**TASK REQUIREMENTS**. Rewrite all of the material below, substituting "object" for every "target" and leaving everything else unchanged. Omit the pictures from your answer.

**STORED RECORDS**.
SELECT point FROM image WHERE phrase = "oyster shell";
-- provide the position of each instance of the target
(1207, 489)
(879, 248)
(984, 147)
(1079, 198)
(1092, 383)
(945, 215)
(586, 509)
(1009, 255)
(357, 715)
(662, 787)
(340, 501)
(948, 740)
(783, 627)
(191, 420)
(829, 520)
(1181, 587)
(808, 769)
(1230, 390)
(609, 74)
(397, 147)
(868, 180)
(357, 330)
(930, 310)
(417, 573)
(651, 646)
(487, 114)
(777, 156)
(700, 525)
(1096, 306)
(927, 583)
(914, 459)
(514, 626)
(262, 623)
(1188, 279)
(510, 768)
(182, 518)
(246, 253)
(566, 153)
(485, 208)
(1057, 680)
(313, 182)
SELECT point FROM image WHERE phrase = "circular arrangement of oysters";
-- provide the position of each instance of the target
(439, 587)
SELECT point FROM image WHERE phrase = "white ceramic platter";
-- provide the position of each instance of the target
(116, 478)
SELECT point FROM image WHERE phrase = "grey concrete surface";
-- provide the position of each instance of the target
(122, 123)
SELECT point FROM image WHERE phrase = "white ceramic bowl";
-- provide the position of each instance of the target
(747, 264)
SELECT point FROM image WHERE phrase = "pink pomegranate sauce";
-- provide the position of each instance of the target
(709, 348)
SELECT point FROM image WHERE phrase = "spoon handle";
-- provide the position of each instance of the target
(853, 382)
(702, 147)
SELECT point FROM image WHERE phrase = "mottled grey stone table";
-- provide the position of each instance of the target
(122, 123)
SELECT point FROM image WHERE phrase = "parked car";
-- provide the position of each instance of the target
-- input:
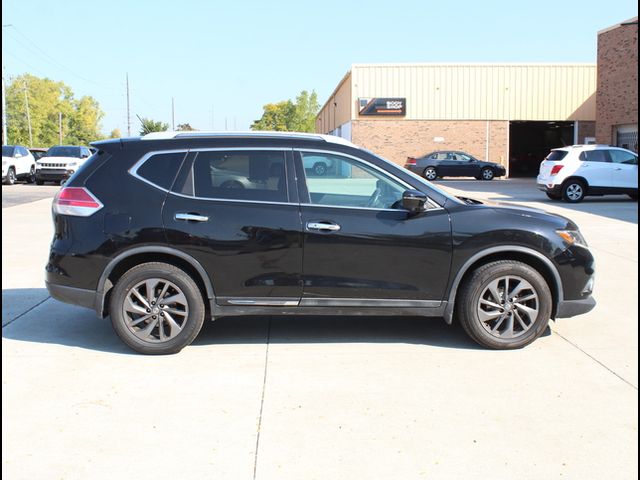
(572, 173)
(60, 162)
(453, 164)
(146, 234)
(38, 152)
(17, 164)
(319, 165)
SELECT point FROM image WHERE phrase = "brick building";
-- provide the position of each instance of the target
(507, 113)
(617, 93)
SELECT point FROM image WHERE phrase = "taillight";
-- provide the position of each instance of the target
(556, 169)
(76, 201)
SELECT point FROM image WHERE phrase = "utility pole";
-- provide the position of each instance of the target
(26, 101)
(128, 110)
(4, 112)
(4, 102)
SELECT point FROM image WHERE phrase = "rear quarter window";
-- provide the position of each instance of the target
(556, 155)
(161, 169)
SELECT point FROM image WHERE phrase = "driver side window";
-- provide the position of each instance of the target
(350, 183)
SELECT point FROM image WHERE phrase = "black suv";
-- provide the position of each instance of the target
(163, 231)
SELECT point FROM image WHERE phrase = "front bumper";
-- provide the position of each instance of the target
(53, 175)
(572, 308)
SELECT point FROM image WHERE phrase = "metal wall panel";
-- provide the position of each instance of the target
(480, 92)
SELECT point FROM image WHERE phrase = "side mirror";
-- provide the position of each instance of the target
(413, 200)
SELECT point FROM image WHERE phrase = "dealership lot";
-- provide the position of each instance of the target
(396, 398)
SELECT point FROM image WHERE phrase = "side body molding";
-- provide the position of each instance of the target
(100, 293)
(448, 313)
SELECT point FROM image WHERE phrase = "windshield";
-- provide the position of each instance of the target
(444, 193)
(63, 152)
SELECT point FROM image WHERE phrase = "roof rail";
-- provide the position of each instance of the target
(260, 134)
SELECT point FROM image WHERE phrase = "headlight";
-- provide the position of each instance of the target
(572, 237)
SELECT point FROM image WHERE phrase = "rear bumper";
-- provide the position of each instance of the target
(572, 308)
(75, 296)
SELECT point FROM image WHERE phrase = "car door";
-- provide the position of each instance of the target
(596, 168)
(234, 211)
(361, 247)
(625, 169)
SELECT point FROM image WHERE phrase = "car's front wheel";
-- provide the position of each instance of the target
(504, 305)
(156, 308)
(487, 174)
(574, 191)
(32, 175)
(430, 173)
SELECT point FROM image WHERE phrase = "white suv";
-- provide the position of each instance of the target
(17, 163)
(571, 173)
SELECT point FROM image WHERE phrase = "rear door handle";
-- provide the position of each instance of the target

**THE ANSWER**.
SELECT point FROM image WHERE phrase = "oyster shell";
-- provide the position of each instance of the object
(1207, 489)
(879, 248)
(984, 147)
(1079, 198)
(1092, 383)
(945, 215)
(586, 509)
(1009, 255)
(357, 715)
(662, 787)
(340, 501)
(948, 740)
(783, 627)
(191, 420)
(829, 520)
(1181, 587)
(808, 769)
(1230, 390)
(609, 74)
(397, 147)
(868, 180)
(357, 330)
(930, 310)
(417, 573)
(651, 646)
(487, 114)
(777, 156)
(700, 525)
(1096, 306)
(927, 583)
(914, 459)
(514, 626)
(262, 623)
(1188, 279)
(510, 768)
(182, 518)
(246, 253)
(566, 153)
(485, 208)
(1057, 680)
(313, 182)
SELECT point FROM image WHERE phrase = "circular arrangement of oysters";
-- provide the position of each instance of the object
(439, 587)
SELECT point FROM image WHERE phrase = "white ceramic platter";
-- provide the position of each instance of the object
(116, 478)
SELECT point FROM image WHERE phrase = "grey concrete surface";
-- provide the position of each instance of the object
(122, 123)
SELECT point FROM image WHERE phrase = "white ceramic bowl";
-- provide the position of each instance of the object
(747, 264)
SELECT point FROM image WHERE phrase = "pink pomegranate sauce";
-- provide the position of each instance of the object
(709, 348)
SELECT point FROM image WHERE phrase = "spoon handle";
-- provide the position of each instance of the object
(853, 382)
(702, 147)
SELECT point FROM image WHERE phrase = "mottled grey stone table";
-- provide the position of each instance of the object
(122, 123)
SELECT point FROM image WHERE phrase = "parked car";
-- provide the position of each instance of the object
-- input:
(572, 173)
(60, 162)
(453, 164)
(146, 234)
(38, 152)
(17, 164)
(319, 165)
SELECT point FROM image WHERE phrase = "brick building";
-- provide the position of each instance of the object
(507, 113)
(617, 93)
SELECT point FROM image WHERE phrase = "taillight";
-- provide the position of each instance of the object
(556, 169)
(76, 201)
SELECT point FROM image WHERE phrase = "utility pole";
-- provide the position of each instance of the object
(26, 101)
(128, 110)
(4, 112)
(4, 102)
SELECT point FROM image WHERE phrase = "rear quarter window";
-- provide the position of each instance of the object
(556, 155)
(161, 169)
SELECT point FROM image WHERE phrase = "driver side window";
-- provide the position of each instance of the object
(350, 183)
SELECT point FROM image WHERE phrase = "black suv";
-- provide the position of each instance of the object
(163, 231)
SELECT point FROM image WHERE phrase = "front bumper";
-- provide the position of each instance of the object
(53, 175)
(572, 308)
SELECT point FROM image WHERE phrase = "metal wall panel";
-- provide the position of each instance of the object
(480, 92)
SELECT point FROM image WHERE phrase = "side mirror";
-- provide the position of each instance of the object
(413, 200)
SELECT point FROM image WHERE phrase = "dealership lot";
-- provide the position of each instance of the object
(396, 398)
SELECT point FROM image WHERE phrase = "side body molding";
-- provide the position of each instance of the object
(100, 293)
(448, 313)
SELECT point FROM image WHERE phrase = "windshield";
-- provide the position of each instance of the object
(444, 193)
(63, 152)
SELECT point FROM image WHERE phrase = "roof rail";
-- provide the position of each instance of the object
(260, 134)
SELECT point FROM image WHERE phrase = "headlight";
-- provide the position of each instance of the object
(572, 237)
SELECT point FROM image WHERE phrase = "rear bumper";
-- provide the position of each instance of the object
(572, 308)
(75, 296)
SELECT point FROM image WHERE phrase = "car door";
-- provide the position of each instance of the object
(596, 168)
(234, 211)
(361, 247)
(625, 169)
SELECT point FROM image WHERE phrase = "car's front wheel";
-- provide the position of each instance of the object
(504, 305)
(156, 308)
(487, 174)
(574, 191)
(32, 175)
(430, 173)
SELECT point FROM image WHERE phrase = "white suv";
-- provide the position of each instance of the object
(17, 163)
(571, 173)
SELECT point FROM image WHERE phrase = "rear door handle";
-- provide the position of each instance of the object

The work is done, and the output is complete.